Stated task> Display each line of the data below that contains the word "trace", treating uppercase and lowercase as distinct.

Source records>
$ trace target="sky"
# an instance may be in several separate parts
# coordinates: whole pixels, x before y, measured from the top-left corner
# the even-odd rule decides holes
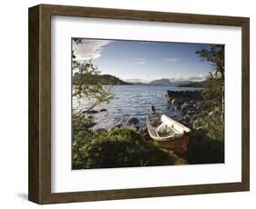
[[[210,64],[195,52],[205,44],[82,39],[72,49],[79,62],[91,59],[102,75],[127,82],[202,81]]]

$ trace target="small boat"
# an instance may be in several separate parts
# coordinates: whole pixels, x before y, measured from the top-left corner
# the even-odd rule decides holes
[[[148,114],[147,126],[149,136],[161,147],[186,156],[189,128],[156,112]]]
[[[149,112],[147,116],[148,132],[150,137],[159,142],[181,138],[191,130],[179,122],[156,112]]]

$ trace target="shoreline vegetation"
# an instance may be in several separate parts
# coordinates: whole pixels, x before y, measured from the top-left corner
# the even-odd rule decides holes
[[[76,44],[81,42],[80,39],[73,41]],[[166,93],[169,105],[181,115],[174,119],[191,129],[188,134],[189,142],[185,154],[162,147],[153,141],[147,126],[137,127],[138,120],[136,117],[128,120],[128,127],[118,124],[109,130],[93,131],[97,113],[95,107],[108,104],[115,98],[108,85],[130,84],[113,75],[100,75],[91,61],[78,63],[73,55],[73,96],[94,101],[85,110],[73,110],[73,169],[224,163],[224,77],[217,76],[220,70],[223,75],[224,68],[218,65],[219,61],[208,59],[210,55],[216,56],[218,50],[221,53],[222,48],[213,45],[208,51],[196,52],[208,62],[216,64],[216,75],[210,73],[204,82],[179,84],[185,87],[200,86],[202,89]]]

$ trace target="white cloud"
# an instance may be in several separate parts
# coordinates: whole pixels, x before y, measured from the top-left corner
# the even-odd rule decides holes
[[[146,64],[146,61],[138,61],[137,63],[134,63],[135,65],[144,65]]]
[[[170,62],[170,63],[176,63],[178,61],[177,58],[165,58],[164,61]]]
[[[73,42],[73,51],[77,60],[97,59],[101,56],[104,46],[114,41],[83,39],[82,44]]]
[[[128,58],[125,61],[131,62],[134,65],[144,65],[146,64],[145,58]]]

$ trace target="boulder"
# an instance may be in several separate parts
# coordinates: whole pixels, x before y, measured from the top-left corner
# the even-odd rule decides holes
[[[115,125],[113,125],[110,129],[113,130],[114,128],[120,128],[123,126],[123,124],[117,124]]]
[[[97,114],[97,110],[85,110],[82,112],[83,114]]]
[[[98,128],[95,131],[97,134],[100,135],[103,132],[107,132],[105,128]]]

Answer to this exercise>
$ trace target="sky"
$ trace target="small boat"
$ trace target="shoreline vegetation"
$ trace target="white cloud"
$ trace target="boulder"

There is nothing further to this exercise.